PROVIDED RECORDS
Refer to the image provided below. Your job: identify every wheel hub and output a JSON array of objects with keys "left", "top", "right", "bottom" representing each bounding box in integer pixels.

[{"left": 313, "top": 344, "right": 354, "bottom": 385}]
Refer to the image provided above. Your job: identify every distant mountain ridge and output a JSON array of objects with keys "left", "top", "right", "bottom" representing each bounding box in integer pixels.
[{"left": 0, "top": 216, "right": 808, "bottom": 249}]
--
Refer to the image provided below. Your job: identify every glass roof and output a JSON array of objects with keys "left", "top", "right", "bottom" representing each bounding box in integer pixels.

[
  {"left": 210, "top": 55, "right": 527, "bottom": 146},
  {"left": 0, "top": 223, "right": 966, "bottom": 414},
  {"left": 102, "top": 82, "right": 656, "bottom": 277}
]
* * *
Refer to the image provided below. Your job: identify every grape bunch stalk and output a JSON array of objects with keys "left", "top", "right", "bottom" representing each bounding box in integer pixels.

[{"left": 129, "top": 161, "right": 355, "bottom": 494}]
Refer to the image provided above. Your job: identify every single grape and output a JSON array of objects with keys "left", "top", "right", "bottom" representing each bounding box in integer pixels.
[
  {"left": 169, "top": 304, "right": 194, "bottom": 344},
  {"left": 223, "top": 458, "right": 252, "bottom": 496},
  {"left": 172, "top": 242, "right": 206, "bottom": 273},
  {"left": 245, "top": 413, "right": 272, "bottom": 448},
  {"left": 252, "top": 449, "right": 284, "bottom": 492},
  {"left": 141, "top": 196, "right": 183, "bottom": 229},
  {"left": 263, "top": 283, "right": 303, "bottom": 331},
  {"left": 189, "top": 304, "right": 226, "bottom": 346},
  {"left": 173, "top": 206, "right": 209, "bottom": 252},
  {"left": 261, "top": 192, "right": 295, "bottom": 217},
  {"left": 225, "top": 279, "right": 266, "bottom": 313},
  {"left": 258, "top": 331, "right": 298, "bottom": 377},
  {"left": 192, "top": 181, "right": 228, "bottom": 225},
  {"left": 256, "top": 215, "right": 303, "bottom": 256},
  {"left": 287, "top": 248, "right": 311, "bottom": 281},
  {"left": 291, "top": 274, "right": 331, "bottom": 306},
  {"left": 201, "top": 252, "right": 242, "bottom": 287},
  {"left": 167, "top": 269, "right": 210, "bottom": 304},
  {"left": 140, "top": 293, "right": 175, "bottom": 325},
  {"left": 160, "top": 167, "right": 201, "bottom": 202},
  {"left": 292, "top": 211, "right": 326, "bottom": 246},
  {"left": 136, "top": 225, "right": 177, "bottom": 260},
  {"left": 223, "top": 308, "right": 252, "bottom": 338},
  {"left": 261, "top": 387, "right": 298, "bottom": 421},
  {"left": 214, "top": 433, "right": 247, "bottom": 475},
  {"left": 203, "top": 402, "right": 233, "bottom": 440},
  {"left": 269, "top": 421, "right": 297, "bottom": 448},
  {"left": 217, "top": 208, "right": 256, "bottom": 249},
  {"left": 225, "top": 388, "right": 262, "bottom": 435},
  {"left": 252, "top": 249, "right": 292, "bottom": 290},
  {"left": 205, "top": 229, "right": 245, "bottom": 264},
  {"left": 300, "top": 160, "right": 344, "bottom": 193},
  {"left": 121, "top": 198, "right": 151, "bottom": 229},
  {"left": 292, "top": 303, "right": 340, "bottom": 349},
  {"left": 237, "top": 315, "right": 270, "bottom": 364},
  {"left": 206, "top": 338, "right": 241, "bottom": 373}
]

SET TASK
Report each line of the items above that contains the word "mountain", copying every such line in full.

TASK SOLUTION
Refer to the image provided above. Your job: identify every distant mountain ridge and output a JSON array of objects with keys "left", "top", "right", "bottom" representing each bounding box in integer pixels.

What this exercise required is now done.